> _Work item_
Scan the entries below for the word "fingers" and copy every line in which it occurs.

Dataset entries

+-------+

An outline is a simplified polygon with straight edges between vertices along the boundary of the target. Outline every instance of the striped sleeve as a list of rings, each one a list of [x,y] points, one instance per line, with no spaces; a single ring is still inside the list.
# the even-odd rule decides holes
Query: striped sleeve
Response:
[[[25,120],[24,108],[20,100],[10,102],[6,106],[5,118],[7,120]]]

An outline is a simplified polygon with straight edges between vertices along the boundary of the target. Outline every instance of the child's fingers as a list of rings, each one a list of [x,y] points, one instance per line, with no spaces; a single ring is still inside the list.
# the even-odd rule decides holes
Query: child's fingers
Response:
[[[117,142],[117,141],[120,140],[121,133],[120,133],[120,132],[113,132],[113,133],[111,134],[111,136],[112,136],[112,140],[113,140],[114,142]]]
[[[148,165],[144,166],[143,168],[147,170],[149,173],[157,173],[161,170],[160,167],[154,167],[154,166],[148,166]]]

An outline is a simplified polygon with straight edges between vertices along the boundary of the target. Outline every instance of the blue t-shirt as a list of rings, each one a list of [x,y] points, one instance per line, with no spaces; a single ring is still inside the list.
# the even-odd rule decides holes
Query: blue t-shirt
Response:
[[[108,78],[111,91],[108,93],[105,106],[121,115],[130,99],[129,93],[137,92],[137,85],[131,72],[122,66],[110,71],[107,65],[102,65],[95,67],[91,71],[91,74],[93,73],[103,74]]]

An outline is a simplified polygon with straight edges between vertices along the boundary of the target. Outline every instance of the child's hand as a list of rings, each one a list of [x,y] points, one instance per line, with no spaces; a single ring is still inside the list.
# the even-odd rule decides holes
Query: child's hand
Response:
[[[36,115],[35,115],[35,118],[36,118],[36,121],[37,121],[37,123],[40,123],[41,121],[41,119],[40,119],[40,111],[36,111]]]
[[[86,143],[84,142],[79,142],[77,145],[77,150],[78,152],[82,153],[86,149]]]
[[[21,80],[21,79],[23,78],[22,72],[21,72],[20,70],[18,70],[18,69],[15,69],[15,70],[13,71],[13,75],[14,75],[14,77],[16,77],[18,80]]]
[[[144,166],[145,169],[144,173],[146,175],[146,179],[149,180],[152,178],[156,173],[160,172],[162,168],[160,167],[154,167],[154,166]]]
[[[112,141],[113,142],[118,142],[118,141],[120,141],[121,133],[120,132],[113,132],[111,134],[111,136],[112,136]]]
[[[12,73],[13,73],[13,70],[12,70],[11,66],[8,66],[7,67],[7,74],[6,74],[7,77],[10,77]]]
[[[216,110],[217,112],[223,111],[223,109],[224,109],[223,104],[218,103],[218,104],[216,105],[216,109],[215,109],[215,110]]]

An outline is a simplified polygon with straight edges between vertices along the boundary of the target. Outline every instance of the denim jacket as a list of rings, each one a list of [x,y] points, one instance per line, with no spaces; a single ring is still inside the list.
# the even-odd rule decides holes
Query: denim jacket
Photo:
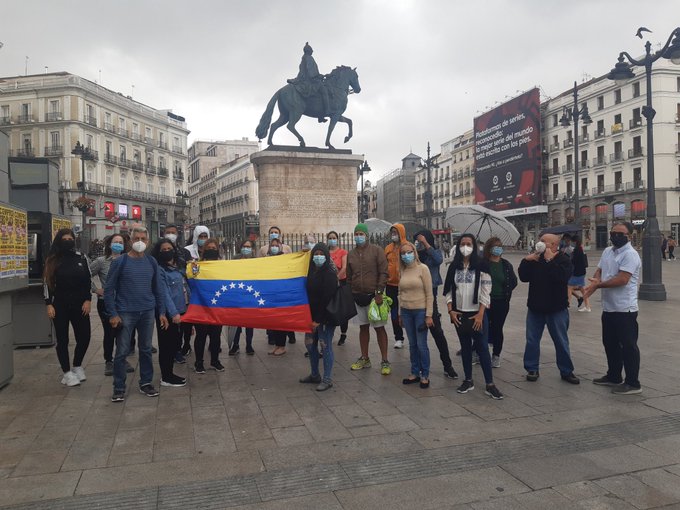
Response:
[[[171,266],[160,266],[165,287],[165,306],[170,317],[187,311],[189,289],[180,270]]]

+-------+

> _Written response_
An outline is a simplified polygon with straight edges between vertices along the boundary of the target. Outline every instance of the child's fingers as a list of rings, each one a list of [x,y] points, one instance per line, with no spaces; a single ring is still inside the list.
Query: child's fingers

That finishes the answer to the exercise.